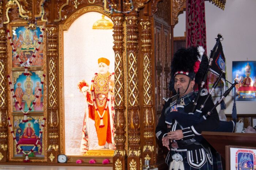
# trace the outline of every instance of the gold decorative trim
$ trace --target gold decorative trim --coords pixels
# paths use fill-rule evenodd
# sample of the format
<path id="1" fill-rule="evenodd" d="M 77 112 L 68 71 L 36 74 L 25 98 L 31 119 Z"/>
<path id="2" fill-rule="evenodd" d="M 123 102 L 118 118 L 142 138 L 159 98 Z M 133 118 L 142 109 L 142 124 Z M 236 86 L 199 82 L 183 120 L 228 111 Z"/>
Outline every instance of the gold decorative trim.
<path id="1" fill-rule="evenodd" d="M 115 170 L 122 170 L 122 162 L 119 159 L 115 162 Z"/>
<path id="2" fill-rule="evenodd" d="M 129 165 L 130 166 L 130 170 L 137 170 L 137 162 L 133 159 L 130 162 Z"/>
<path id="3" fill-rule="evenodd" d="M 126 151 L 125 150 L 118 150 L 116 149 L 115 150 L 114 152 L 114 157 L 117 154 L 121 155 L 123 157 L 124 157 L 126 154 Z"/>
<path id="4" fill-rule="evenodd" d="M 172 0 L 171 1 L 171 25 L 174 26 L 178 23 L 178 16 L 180 11 L 186 8 L 186 0 Z"/>
<path id="5" fill-rule="evenodd" d="M 7 134 L 6 134 L 6 136 L 7 136 Z M 0 137 L 1 138 L 1 137 Z M 0 145 L 0 148 L 2 149 L 4 151 L 6 151 L 7 150 L 7 144 L 1 144 Z M 1 161 L 1 160 L 0 160 Z"/>
<path id="6" fill-rule="evenodd" d="M 61 20 L 61 11 L 62 10 L 62 8 L 63 8 L 65 6 L 68 5 L 68 0 L 67 0 L 66 3 L 62 5 L 60 8 L 60 10 L 59 11 L 59 19 L 54 19 L 54 22 L 59 22 Z"/>
<path id="7" fill-rule="evenodd" d="M 23 15 L 22 11 L 22 8 L 20 6 L 20 4 L 19 3 L 17 0 L 11 0 L 10 1 L 8 1 L 7 3 L 5 5 L 6 7 L 8 7 L 7 9 L 6 9 L 6 18 L 7 19 L 7 21 L 5 22 L 4 22 L 4 24 L 8 24 L 10 22 L 10 19 L 9 18 L 9 16 L 8 16 L 8 12 L 9 12 L 9 10 L 10 9 L 12 9 L 12 8 L 15 8 L 15 7 L 14 6 L 15 4 L 14 3 L 14 1 L 15 2 L 15 3 L 16 3 L 16 4 L 17 4 L 17 5 L 18 6 L 18 7 L 19 8 L 19 14 L 20 16 L 21 16 L 23 18 L 28 18 L 29 17 L 29 16 L 27 15 Z M 10 6 L 8 7 L 8 5 L 9 5 Z"/>
<path id="8" fill-rule="evenodd" d="M 53 156 L 53 155 L 52 153 L 51 153 L 51 155 L 48 157 L 48 158 L 51 160 L 51 161 L 52 162 L 53 161 L 53 159 L 54 158 L 55 158 L 55 157 Z"/>
<path id="9" fill-rule="evenodd" d="M 140 150 L 129 150 L 128 151 L 128 157 L 134 155 L 136 157 L 139 157 L 141 155 Z"/>
<path id="10" fill-rule="evenodd" d="M 63 31 L 67 30 L 72 23 L 78 18 L 87 12 L 97 12 L 110 16 L 110 14 L 106 13 L 101 7 L 90 5 L 80 9 L 72 14 L 66 20 L 63 24 L 59 25 L 59 75 L 60 87 L 60 150 L 61 154 L 65 154 L 65 117 L 64 116 L 64 72 L 63 68 Z"/>
<path id="11" fill-rule="evenodd" d="M 151 145 L 145 145 L 143 147 L 143 152 L 146 150 L 150 151 L 151 152 L 153 152 L 155 150 L 155 146 Z"/>
<path id="12" fill-rule="evenodd" d="M 103 149 L 101 150 L 89 150 L 84 154 L 84 156 L 105 156 L 112 157 L 114 150 Z"/>
<path id="13" fill-rule="evenodd" d="M 54 151 L 57 151 L 58 150 L 58 149 L 59 149 L 59 145 L 57 144 L 51 144 L 48 147 L 48 150 L 49 150 L 52 148 L 54 149 Z"/>
<path id="14" fill-rule="evenodd" d="M 4 155 L 2 154 L 2 152 L 0 152 L 0 161 L 2 161 L 2 159 L 4 158 Z"/>
<path id="15" fill-rule="evenodd" d="M 144 159 L 145 160 L 150 160 L 150 159 L 151 159 L 151 158 L 150 158 L 150 157 L 149 156 L 148 154 L 147 154 L 147 156 L 146 156 L 146 157 L 144 158 Z"/>
<path id="16" fill-rule="evenodd" d="M 44 7 L 42 6 L 42 4 L 43 4 L 43 2 L 44 2 L 44 1 L 45 0 L 41 0 L 41 1 L 40 2 L 40 4 L 39 4 L 39 6 L 40 7 L 40 11 L 39 12 L 39 14 L 38 15 L 35 15 L 35 17 L 41 17 L 41 20 L 42 21 L 44 21 L 44 22 L 47 22 L 47 20 L 46 20 L 44 19 L 44 15 L 45 14 L 45 10 L 44 9 Z M 43 13 L 42 14 L 42 8 L 44 8 L 44 12 L 43 12 Z"/>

**INSTRUCTION:** Recast all of the material above as a numbered list with one line per item, skipping blank lines and leaving the picture out.

**TASK RESPONSE:**
1. # trace the outline of every instance of the gold decorative trim
2. $ trace --target gold decorative trim --coords pixels
3. # paths use fill-rule evenodd
4. # sample of the format
5. <path id="1" fill-rule="evenodd" d="M 77 112 L 68 71 L 36 74 L 25 98 L 31 119 Z"/>
6. <path id="2" fill-rule="evenodd" d="M 123 102 L 118 118 L 142 138 L 159 98 Z M 133 118 L 142 109 L 142 124 Z M 236 86 L 199 82 L 183 120 L 228 111 Z"/>
7. Outline every instance of the gold decorative trim.
8. <path id="1" fill-rule="evenodd" d="M 115 170 L 122 170 L 122 162 L 119 159 L 115 162 Z"/>
9. <path id="2" fill-rule="evenodd" d="M 129 165 L 130 166 L 130 170 L 137 170 L 137 162 L 133 159 L 130 162 Z"/>
10. <path id="3" fill-rule="evenodd" d="M 126 151 L 125 150 L 118 150 L 116 149 L 115 150 L 114 152 L 114 157 L 117 154 L 121 155 L 123 157 L 124 157 L 126 154 Z"/>
11. <path id="4" fill-rule="evenodd" d="M 172 0 L 171 1 L 171 25 L 174 26 L 178 23 L 178 16 L 180 11 L 186 8 L 186 0 Z"/>
12. <path id="5" fill-rule="evenodd" d="M 7 134 L 6 134 L 6 136 L 7 136 Z M 0 137 L 1 138 L 1 137 Z M 0 145 L 0 148 L 2 149 L 4 151 L 6 151 L 7 150 L 7 144 L 1 144 Z M 1 161 L 1 160 L 0 160 Z"/>
13. <path id="6" fill-rule="evenodd" d="M 61 20 L 61 11 L 62 10 L 62 8 L 63 8 L 65 6 L 68 5 L 68 0 L 67 0 L 66 3 L 62 5 L 60 8 L 60 10 L 59 11 L 59 19 L 54 19 L 54 22 L 59 22 Z"/>
14. <path id="7" fill-rule="evenodd" d="M 23 15 L 22 11 L 22 8 L 20 6 L 20 4 L 19 3 L 17 0 L 11 0 L 10 1 L 8 1 L 7 3 L 5 5 L 6 7 L 8 7 L 7 9 L 6 9 L 6 18 L 7 19 L 7 21 L 5 22 L 4 22 L 4 24 L 8 24 L 10 22 L 10 19 L 9 18 L 9 16 L 8 16 L 8 12 L 9 12 L 9 10 L 10 9 L 12 9 L 12 8 L 15 8 L 15 7 L 14 6 L 15 4 L 14 3 L 14 1 L 15 2 L 15 3 L 16 3 L 16 4 L 17 4 L 17 5 L 18 6 L 18 7 L 19 8 L 19 14 L 20 16 L 21 16 L 23 18 L 28 18 L 29 17 L 29 16 L 27 15 Z M 10 6 L 8 7 L 8 5 L 9 5 Z"/>
15. <path id="8" fill-rule="evenodd" d="M 53 156 L 53 155 L 52 153 L 51 153 L 51 155 L 48 157 L 48 158 L 51 160 L 51 161 L 52 162 L 53 161 L 53 159 L 54 158 L 55 158 L 55 157 Z"/>
16. <path id="9" fill-rule="evenodd" d="M 140 150 L 129 150 L 128 151 L 128 157 L 134 155 L 136 157 L 139 157 L 141 155 Z"/>
17. <path id="10" fill-rule="evenodd" d="M 63 31 L 67 30 L 72 23 L 78 18 L 87 12 L 97 12 L 110 16 L 110 14 L 106 13 L 101 7 L 90 5 L 80 9 L 72 14 L 66 20 L 63 24 L 59 25 L 59 75 L 60 87 L 60 150 L 61 154 L 65 154 L 65 117 L 64 116 L 64 72 L 63 68 Z"/>
18. <path id="11" fill-rule="evenodd" d="M 151 145 L 145 145 L 143 147 L 143 152 L 146 150 L 150 151 L 151 152 L 153 152 L 155 150 L 155 146 Z"/>
19. <path id="12" fill-rule="evenodd" d="M 103 149 L 101 150 L 89 150 L 84 154 L 84 156 L 105 156 L 112 157 L 114 150 Z"/>
20. <path id="13" fill-rule="evenodd" d="M 54 151 L 57 151 L 58 150 L 58 149 L 59 149 L 59 145 L 57 144 L 51 144 L 48 147 L 48 150 L 49 150 L 52 148 L 54 149 Z"/>
21. <path id="14" fill-rule="evenodd" d="M 4 155 L 2 154 L 2 152 L 0 152 L 0 161 L 2 161 L 2 159 L 4 158 Z"/>
22. <path id="15" fill-rule="evenodd" d="M 144 159 L 145 160 L 150 160 L 150 159 L 151 159 L 151 158 L 150 158 L 150 157 L 149 156 L 148 154 L 147 154 L 147 156 L 146 156 L 146 157 L 144 158 Z"/>
23. <path id="16" fill-rule="evenodd" d="M 44 7 L 42 6 L 42 4 L 43 4 L 43 2 L 44 2 L 44 1 L 45 0 L 41 0 L 41 1 L 40 2 L 40 4 L 39 4 L 39 6 L 40 7 L 40 11 L 39 12 L 39 14 L 38 15 L 35 15 L 35 17 L 41 17 L 41 20 L 42 21 L 44 21 L 44 22 L 47 22 L 47 20 L 46 20 L 44 19 L 44 15 L 45 14 L 45 10 L 44 9 Z M 43 13 L 42 14 L 42 8 L 44 8 L 44 12 L 43 12 Z"/>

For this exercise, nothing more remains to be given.